## Written problem
Take the line containing "For each instance of the car on" and every line after it to the end of the records, and copy them exactly, leaving out pictures.

(Pointing and labeling entries)
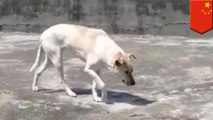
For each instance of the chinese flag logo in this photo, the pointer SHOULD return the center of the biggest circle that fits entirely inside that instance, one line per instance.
(201, 15)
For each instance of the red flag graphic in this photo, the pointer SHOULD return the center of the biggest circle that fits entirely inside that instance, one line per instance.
(201, 15)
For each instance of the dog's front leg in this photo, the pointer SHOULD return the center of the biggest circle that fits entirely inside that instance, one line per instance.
(97, 81)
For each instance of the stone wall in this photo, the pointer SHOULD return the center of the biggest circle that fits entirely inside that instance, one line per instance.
(158, 17)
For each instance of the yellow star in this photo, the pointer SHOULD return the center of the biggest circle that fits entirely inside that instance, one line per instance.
(207, 4)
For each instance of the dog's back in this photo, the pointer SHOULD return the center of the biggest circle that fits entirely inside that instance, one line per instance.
(81, 40)
(75, 36)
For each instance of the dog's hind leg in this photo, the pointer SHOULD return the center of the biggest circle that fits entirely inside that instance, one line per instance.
(94, 88)
(57, 61)
(39, 71)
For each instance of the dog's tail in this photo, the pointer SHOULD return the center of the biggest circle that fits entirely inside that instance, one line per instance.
(38, 58)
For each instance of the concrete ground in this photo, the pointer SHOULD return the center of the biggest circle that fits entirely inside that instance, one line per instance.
(173, 82)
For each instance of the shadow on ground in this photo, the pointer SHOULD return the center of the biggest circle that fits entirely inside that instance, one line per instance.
(113, 96)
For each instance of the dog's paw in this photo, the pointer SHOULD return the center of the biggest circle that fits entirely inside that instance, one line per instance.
(72, 94)
(35, 88)
(97, 99)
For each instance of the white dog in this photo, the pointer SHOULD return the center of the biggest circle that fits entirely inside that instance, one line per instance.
(93, 46)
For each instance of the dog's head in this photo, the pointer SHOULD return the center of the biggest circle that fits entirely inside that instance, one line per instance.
(123, 67)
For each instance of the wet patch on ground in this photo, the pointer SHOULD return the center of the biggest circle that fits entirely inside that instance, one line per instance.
(173, 77)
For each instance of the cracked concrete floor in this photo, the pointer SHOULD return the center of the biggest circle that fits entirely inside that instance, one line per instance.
(173, 81)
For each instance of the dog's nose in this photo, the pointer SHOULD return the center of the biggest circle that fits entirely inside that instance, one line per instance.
(132, 83)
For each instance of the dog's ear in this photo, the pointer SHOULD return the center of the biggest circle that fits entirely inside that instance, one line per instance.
(131, 56)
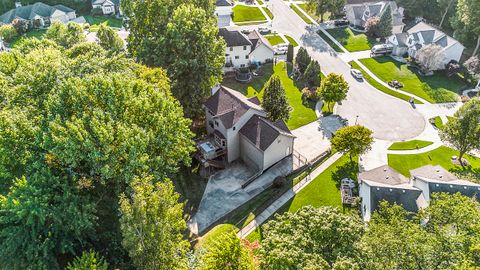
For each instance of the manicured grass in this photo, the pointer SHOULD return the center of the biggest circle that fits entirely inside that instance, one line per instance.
(353, 42)
(300, 13)
(291, 41)
(332, 44)
(274, 39)
(300, 114)
(409, 145)
(440, 156)
(97, 20)
(269, 13)
(324, 189)
(440, 87)
(244, 14)
(212, 235)
(382, 87)
(37, 33)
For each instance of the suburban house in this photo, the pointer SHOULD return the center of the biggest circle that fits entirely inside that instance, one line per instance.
(243, 49)
(38, 14)
(223, 11)
(237, 128)
(359, 11)
(386, 184)
(108, 7)
(424, 34)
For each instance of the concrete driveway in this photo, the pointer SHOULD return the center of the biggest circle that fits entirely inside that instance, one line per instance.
(390, 118)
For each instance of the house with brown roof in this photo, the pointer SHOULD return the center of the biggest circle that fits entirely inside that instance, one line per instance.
(239, 129)
(386, 184)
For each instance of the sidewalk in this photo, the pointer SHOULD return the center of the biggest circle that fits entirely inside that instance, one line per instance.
(260, 219)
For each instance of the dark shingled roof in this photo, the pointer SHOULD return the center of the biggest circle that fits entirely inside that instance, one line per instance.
(384, 175)
(435, 173)
(229, 105)
(404, 197)
(234, 38)
(223, 3)
(261, 132)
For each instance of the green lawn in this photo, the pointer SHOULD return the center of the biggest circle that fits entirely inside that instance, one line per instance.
(353, 42)
(440, 156)
(332, 44)
(245, 14)
(97, 20)
(269, 13)
(409, 145)
(300, 13)
(300, 114)
(440, 88)
(37, 33)
(324, 189)
(292, 41)
(274, 39)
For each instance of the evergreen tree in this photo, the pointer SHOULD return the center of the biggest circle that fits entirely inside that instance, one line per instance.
(385, 24)
(275, 101)
(302, 59)
(313, 75)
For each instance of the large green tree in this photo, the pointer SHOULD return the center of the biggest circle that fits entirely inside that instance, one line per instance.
(310, 237)
(463, 130)
(355, 140)
(152, 224)
(182, 37)
(88, 123)
(275, 100)
(334, 88)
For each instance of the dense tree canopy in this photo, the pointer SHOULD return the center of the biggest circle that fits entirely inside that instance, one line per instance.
(77, 126)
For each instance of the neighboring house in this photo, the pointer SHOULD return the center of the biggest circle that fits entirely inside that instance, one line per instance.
(243, 50)
(108, 7)
(239, 130)
(224, 11)
(424, 34)
(386, 184)
(359, 11)
(39, 14)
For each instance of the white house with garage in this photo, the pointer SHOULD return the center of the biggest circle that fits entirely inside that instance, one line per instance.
(239, 130)
(423, 34)
(244, 49)
(359, 11)
(386, 184)
(224, 11)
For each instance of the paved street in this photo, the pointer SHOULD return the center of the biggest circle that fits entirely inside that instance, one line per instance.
(388, 117)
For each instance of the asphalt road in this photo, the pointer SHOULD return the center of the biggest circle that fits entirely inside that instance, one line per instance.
(390, 118)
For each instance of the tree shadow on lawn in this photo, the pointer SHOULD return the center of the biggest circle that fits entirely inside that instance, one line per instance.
(347, 170)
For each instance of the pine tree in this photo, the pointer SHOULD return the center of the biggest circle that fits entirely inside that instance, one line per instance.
(275, 101)
(385, 24)
(313, 75)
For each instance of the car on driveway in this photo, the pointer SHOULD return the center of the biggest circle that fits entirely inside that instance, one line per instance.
(281, 48)
(264, 30)
(357, 74)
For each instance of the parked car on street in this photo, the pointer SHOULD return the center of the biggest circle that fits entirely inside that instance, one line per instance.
(357, 74)
(281, 48)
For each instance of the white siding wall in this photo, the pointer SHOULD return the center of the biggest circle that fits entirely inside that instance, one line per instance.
(280, 148)
(261, 54)
(233, 140)
(364, 192)
(250, 154)
(241, 53)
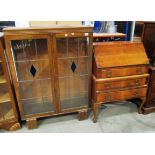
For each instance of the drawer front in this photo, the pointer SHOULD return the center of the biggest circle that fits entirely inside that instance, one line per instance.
(121, 95)
(101, 86)
(126, 71)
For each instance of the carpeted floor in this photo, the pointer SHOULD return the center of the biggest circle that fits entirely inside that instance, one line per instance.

## Solution to this problem
For each instance of the car on driveway in this photo, the pointer SHOULD return the center of the biggest circle that fits entirely inside that instance, one line per instance.
(281, 48)
(264, 30)
(357, 74)
For each instance of the parked car on street in this photo, the pointer SHOULD return the center of the biggest circle that fits entirely inside that instance, one line per instance.
(357, 74)
(281, 48)
For each instance of the white siding wall in this photo, the pointer SHOULD return the center of the biggest circle that fits entirely inside that instance, one line per instance.
(280, 148)
(261, 54)
(233, 140)
(364, 192)
(250, 154)
(241, 53)
For each instance of the drawer front in this photo, the pointer SHOULD return the center of the biggest circle that fits entirely inside that instance, one line per instance.
(121, 95)
(101, 86)
(126, 71)
For each instance of the carpeted floor in this photo, the pointer SHOULD return the center of the biggest circle that fits entirely inside that instance, one line per instance.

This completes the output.